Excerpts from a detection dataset
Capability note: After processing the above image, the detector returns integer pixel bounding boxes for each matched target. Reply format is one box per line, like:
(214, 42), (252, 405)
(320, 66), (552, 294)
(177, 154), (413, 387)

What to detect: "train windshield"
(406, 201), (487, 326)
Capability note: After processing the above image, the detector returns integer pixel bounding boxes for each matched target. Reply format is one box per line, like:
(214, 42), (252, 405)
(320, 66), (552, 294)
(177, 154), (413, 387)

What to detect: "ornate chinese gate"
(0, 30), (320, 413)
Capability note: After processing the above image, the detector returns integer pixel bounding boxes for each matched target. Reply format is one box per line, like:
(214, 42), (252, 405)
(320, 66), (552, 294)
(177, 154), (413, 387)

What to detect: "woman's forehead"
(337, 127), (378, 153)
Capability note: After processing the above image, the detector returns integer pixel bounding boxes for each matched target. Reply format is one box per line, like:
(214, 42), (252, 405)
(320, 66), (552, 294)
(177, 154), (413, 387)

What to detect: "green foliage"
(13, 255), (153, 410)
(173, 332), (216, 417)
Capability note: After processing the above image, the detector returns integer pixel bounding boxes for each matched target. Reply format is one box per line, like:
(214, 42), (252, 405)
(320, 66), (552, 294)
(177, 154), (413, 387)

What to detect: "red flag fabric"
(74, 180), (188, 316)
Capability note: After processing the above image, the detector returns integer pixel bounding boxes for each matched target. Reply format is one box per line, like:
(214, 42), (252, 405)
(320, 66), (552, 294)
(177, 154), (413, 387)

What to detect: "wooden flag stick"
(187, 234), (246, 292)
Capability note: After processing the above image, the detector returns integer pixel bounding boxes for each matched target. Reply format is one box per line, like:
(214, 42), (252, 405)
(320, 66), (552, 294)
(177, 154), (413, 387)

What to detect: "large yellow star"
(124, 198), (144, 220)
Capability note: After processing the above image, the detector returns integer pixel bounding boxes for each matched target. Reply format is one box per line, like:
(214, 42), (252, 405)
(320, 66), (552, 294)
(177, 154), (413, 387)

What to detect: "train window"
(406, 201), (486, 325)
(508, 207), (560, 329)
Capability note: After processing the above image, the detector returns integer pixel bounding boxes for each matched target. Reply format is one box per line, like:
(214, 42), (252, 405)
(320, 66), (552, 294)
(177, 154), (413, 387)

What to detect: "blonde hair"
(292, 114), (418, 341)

INSTRUCTION
Write out the data above again, putting "Object to find" wherever "What to detect" appears and keeping every other character the same.

TASK SOLUTION
Capability note: After processing the above image, the detector returns integer pixel bounding boxes for each matched target. Reply format is one box per line, like:
(214, 42), (252, 405)
(320, 66), (552, 294)
(177, 154), (413, 387)

Object to find: "train windshield"
(406, 201), (487, 326)
Capability note: After processing the above image, the detector returns integer pixel bounding boxes for each matched target. Reply format is one box per line, like:
(214, 42), (252, 405)
(320, 66), (552, 294)
(177, 154), (413, 387)

Object to find: "ornate chinese gate"
(0, 30), (320, 413)
Capability note: After processing the above image, the detector returns integer pixel bounding boxes for each matched target. Reply format is one box per line, like:
(214, 42), (252, 405)
(320, 66), (552, 294)
(177, 154), (413, 387)

Object to find: "woman's forehead"
(337, 127), (378, 153)
Capability note: After processing the above image, the detector returns integer pixel bounding boxes for each matched target. Reply format is one box per line, like:
(214, 42), (252, 405)
(320, 66), (552, 294)
(177, 154), (413, 387)

Object to find: "green foliage"
(13, 255), (153, 410)
(173, 332), (216, 417)
Capability note: After processing the above image, the detector returns integer pixel bounding boxes for each matched target. Reply format is one box per line, like:
(214, 42), (252, 405)
(320, 66), (552, 294)
(177, 154), (413, 387)

Object to find: "red flag fabric"
(74, 180), (188, 316)
Capability note: After processing the above image, the detector returns integer pixel bounding boxes for each matched target. Reply format is one box per line, like:
(214, 42), (252, 405)
(320, 66), (552, 294)
(177, 154), (413, 387)

Object to find: "wooden flag stick"
(187, 234), (246, 292)
Capability note: After processing the above image, the detector returns integer pixel bounding boxes for each matched target. Reply format is one box per line, like:
(214, 42), (252, 405)
(320, 66), (552, 294)
(177, 154), (413, 387)

Object to find: "large yellow star"
(124, 198), (144, 220)
Capability note: After processing the above image, the detector returns integer pixel bounding boxes for each matched target. Reply format is one box per line, like:
(214, 42), (252, 405)
(320, 66), (552, 294)
(177, 154), (413, 387)

Object to find: "train window"
(406, 201), (486, 325)
(508, 207), (560, 329)
Capability note: After processing the above image, the detector returns integer pixel bounding boxes for each matched target. Reply format is one box per line, like:
(214, 42), (252, 405)
(320, 66), (552, 294)
(177, 154), (413, 387)

Object to find: "blonde hair"
(292, 114), (418, 341)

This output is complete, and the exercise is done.